*** Data supplied ***

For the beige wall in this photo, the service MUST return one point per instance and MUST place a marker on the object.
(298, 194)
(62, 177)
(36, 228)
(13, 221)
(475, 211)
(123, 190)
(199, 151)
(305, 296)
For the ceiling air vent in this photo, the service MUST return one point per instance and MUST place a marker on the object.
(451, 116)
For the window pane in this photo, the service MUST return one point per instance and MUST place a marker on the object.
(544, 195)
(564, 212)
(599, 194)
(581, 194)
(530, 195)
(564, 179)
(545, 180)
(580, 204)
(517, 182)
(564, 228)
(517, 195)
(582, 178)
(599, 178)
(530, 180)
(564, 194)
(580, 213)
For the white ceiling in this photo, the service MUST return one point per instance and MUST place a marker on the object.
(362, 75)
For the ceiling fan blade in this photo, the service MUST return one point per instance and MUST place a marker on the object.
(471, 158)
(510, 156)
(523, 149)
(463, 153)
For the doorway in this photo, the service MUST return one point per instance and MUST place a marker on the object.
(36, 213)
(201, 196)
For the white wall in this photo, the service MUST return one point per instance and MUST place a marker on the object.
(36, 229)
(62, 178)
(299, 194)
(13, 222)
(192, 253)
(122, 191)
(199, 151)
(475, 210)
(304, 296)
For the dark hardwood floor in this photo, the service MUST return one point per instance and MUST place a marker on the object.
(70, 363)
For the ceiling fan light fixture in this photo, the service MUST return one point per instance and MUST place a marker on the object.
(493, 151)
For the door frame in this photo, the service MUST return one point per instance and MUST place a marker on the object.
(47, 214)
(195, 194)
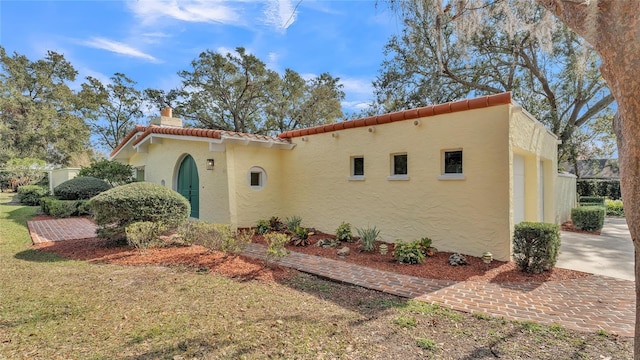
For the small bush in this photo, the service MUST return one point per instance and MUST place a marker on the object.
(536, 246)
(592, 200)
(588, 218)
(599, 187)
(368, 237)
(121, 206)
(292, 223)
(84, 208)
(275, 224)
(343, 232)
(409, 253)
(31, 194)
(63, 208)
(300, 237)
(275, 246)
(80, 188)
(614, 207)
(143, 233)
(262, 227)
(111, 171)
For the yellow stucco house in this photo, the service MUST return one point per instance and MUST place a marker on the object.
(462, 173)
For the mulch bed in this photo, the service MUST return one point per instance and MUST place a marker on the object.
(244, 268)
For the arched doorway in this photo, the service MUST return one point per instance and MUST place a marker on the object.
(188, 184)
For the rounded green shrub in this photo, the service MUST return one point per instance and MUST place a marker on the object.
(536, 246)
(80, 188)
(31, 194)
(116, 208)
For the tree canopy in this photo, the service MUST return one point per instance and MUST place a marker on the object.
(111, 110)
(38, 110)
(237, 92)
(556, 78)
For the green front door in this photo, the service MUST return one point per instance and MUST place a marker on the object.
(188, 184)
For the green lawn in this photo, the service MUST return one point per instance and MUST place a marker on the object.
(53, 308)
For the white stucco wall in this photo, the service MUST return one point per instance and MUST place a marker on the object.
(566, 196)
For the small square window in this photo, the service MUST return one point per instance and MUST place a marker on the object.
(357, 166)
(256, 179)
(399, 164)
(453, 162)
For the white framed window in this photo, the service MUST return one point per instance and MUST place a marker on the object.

*** End of Data supplied ***
*** Data supplied ***

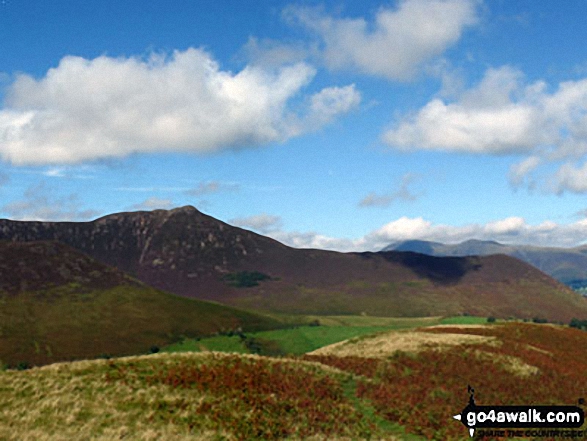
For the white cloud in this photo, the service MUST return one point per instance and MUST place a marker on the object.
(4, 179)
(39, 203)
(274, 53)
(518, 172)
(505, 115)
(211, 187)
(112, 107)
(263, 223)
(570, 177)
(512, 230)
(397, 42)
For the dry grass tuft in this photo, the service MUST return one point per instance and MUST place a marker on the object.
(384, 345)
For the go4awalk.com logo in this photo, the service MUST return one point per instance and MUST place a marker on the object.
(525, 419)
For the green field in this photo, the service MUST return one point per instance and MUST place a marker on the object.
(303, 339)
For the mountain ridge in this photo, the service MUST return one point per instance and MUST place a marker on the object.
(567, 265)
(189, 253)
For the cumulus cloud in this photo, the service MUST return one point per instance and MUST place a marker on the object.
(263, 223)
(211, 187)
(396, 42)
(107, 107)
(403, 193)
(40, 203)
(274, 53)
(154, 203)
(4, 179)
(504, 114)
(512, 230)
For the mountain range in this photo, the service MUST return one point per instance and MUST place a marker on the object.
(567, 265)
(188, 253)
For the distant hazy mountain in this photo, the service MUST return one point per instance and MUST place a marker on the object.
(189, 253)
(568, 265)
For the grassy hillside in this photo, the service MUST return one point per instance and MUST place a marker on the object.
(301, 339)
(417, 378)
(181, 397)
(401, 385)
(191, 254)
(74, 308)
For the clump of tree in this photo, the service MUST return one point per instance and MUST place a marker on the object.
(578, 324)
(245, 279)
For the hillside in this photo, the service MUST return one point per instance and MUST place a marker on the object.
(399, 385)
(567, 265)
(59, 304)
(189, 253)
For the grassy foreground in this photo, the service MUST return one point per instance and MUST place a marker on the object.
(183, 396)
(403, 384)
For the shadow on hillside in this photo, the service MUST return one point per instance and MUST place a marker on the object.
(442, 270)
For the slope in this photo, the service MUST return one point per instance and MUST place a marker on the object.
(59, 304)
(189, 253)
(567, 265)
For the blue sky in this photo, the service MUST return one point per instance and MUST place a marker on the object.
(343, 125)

*** End of Data supplied ***

→ **What to work on**: Your task is to retype the entries verbatim, starting with the line that holds "For the small square" and stopping after the line that holds "For the white framed".

→ **Result below**:
For the small square window in this photo, the service MUST return one point per instance and MUST place a marker on the object.
(357, 166)
(256, 179)
(399, 164)
(453, 162)
For the white framed window in this photo, the service MUST return one point per instance and MUST place a marker on the object.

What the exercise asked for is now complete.